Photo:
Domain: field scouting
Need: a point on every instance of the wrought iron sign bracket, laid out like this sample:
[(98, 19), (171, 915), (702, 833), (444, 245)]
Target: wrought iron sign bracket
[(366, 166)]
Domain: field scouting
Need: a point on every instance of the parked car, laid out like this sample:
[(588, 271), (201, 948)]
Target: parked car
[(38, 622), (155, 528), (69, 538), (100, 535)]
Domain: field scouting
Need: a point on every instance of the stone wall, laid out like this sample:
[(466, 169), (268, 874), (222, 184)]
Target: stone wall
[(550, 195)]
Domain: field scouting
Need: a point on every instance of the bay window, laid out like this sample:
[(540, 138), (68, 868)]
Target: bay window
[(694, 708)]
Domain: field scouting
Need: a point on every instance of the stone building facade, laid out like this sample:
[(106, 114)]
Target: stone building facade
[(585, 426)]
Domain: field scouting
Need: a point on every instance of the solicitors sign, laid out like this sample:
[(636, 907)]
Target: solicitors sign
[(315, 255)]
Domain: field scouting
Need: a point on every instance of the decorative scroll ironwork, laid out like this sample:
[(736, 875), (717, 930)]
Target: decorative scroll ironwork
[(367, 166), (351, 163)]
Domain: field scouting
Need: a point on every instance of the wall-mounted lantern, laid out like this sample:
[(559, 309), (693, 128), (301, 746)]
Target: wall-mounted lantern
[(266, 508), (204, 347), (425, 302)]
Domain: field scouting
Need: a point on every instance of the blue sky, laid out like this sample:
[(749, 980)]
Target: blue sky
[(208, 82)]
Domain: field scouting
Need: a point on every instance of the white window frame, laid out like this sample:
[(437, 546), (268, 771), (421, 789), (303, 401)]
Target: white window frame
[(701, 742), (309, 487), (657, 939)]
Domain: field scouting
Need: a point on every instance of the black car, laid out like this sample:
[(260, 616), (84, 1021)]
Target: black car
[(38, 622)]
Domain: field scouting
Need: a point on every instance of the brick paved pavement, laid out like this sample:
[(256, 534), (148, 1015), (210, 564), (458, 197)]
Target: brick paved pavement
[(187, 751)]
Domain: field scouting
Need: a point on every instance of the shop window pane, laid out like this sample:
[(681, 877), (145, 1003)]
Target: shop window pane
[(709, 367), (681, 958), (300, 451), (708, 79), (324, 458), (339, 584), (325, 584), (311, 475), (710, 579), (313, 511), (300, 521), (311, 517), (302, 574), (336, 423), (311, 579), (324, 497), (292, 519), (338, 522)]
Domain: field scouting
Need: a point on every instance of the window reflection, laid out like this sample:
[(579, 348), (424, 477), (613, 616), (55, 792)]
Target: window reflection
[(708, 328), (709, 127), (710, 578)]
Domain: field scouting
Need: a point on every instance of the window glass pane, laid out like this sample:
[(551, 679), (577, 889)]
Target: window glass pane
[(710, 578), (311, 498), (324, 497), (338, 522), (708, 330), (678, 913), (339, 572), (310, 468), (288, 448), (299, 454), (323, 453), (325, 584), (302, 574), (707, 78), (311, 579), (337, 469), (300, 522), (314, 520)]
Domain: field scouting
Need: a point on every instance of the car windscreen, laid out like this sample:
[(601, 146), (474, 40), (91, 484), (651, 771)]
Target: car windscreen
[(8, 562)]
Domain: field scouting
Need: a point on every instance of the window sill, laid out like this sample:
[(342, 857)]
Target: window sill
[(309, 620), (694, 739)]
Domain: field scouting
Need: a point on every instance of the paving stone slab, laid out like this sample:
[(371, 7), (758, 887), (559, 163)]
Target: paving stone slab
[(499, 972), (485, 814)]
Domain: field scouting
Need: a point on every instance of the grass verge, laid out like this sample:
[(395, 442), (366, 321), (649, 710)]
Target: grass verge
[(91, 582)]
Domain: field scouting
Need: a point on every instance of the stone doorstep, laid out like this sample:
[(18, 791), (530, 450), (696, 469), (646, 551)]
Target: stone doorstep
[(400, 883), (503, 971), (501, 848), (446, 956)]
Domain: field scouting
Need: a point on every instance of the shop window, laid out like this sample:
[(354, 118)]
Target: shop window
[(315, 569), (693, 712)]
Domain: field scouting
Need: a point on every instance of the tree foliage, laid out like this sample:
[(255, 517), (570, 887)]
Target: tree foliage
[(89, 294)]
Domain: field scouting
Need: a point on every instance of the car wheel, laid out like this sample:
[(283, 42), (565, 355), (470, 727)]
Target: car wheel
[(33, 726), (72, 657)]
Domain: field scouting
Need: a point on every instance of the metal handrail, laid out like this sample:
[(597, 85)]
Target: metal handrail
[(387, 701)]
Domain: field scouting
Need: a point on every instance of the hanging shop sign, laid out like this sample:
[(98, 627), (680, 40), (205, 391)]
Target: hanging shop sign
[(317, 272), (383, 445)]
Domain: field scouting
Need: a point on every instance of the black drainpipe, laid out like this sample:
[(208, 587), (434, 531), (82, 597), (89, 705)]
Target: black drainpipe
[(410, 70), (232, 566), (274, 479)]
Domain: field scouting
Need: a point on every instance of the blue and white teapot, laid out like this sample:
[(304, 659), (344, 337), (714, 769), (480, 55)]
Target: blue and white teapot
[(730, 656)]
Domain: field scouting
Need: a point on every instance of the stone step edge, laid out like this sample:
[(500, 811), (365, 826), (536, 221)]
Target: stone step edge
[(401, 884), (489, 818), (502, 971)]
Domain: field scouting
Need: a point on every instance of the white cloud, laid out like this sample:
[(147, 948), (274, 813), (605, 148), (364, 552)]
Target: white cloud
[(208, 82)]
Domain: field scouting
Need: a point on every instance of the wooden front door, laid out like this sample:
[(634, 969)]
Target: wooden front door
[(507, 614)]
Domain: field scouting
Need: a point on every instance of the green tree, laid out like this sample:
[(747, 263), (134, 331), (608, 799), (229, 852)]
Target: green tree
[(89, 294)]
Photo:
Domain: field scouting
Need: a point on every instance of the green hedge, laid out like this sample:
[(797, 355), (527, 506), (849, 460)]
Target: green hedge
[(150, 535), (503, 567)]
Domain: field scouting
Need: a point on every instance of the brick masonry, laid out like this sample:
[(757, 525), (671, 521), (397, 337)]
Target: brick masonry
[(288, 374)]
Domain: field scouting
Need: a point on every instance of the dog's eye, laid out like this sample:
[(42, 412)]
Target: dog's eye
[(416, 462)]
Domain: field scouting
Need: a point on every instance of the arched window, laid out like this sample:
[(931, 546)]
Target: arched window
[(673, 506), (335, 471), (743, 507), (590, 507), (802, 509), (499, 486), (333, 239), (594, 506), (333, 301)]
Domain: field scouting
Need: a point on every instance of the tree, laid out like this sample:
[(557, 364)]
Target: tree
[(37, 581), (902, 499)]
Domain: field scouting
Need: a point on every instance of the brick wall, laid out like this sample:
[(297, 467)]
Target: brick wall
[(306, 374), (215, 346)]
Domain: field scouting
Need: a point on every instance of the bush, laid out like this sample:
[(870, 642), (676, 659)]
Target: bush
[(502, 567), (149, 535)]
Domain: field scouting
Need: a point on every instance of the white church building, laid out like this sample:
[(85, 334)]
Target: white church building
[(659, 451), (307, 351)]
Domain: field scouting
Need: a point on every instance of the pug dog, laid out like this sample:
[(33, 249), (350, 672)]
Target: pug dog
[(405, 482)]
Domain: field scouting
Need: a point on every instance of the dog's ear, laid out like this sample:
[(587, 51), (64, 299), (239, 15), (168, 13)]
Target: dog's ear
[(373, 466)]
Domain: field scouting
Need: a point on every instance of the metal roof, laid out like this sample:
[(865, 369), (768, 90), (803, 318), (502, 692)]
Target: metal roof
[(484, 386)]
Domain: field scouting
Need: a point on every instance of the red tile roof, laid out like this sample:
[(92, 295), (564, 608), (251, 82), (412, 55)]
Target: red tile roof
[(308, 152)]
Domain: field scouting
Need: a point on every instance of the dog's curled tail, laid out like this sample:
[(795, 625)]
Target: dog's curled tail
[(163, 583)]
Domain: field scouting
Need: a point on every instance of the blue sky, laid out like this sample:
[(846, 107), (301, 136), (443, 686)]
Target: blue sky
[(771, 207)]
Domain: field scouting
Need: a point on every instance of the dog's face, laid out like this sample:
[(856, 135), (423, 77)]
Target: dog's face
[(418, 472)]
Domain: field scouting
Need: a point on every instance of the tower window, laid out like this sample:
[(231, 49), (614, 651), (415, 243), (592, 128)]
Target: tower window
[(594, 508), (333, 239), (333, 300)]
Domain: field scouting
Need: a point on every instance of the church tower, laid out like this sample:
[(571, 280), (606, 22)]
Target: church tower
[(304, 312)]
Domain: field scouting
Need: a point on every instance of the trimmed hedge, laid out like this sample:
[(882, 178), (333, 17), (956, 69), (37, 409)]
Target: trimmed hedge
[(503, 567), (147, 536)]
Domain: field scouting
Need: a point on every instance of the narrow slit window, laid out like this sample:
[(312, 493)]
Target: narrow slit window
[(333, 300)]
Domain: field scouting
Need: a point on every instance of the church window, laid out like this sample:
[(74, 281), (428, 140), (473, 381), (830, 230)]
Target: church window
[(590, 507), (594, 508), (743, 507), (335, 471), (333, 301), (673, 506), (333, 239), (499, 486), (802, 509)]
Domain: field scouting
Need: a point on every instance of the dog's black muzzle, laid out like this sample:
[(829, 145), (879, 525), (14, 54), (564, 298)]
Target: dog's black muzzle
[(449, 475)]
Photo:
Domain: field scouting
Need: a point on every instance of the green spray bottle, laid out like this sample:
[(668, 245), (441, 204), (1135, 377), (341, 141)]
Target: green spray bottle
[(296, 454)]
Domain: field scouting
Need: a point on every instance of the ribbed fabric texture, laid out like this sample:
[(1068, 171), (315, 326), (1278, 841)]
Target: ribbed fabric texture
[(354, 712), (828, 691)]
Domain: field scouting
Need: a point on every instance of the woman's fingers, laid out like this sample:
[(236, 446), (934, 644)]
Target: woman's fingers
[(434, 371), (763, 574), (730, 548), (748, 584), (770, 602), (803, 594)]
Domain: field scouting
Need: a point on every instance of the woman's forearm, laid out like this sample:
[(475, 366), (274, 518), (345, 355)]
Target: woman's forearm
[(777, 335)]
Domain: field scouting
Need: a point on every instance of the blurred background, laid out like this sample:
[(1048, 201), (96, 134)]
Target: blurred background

::::

_Objective_
Reproduce the records from their beginning through the line containing "[(367, 166), (351, 163)]", inclusive, with "stone wall" replaced by "brick wall" and all else unchanged. Return only those lines.

_Complete response_
Photo:
Domain: field scouting
Need: a point on every instance of the wrought iron sign bracket, laid out like this sample:
[(98, 19), (171, 915), (702, 833), (444, 245)]
Target: wrought iron sign bracket
[(366, 166)]
Domain: field scouting
Need: a point on every instance of the parked car, laid out like this sample:
[(588, 271), (201, 948)]
Target: parked car
[(38, 622), (155, 528), (69, 538), (100, 535)]
Domain: field scouting
Need: a point on every instance of the brick wall, laid out like this sample:
[(466, 169), (268, 874), (222, 184)]
Target: brick wall
[(550, 195)]
Domain: field scouting
Need: a point on every instance of the bay window, laid out like this sample:
[(540, 138), (68, 868)]
Target: bay window
[(694, 708)]
Domain: field scouting
Need: a point on every instance of the stone building facade, laid out like this sample:
[(106, 114)]
Target: stone building facade
[(585, 426)]
Domain: field scouting
Need: a point on every instance of the solicitors sign, laid out like this sample:
[(636, 907)]
Target: solicitors sign
[(315, 255)]
Domain: field scouting
Need: a point on every instance of the decorative scroll ironwork, laid out like this sample:
[(736, 875), (717, 930)]
Target: decorative scroll ironwork
[(367, 166), (351, 163)]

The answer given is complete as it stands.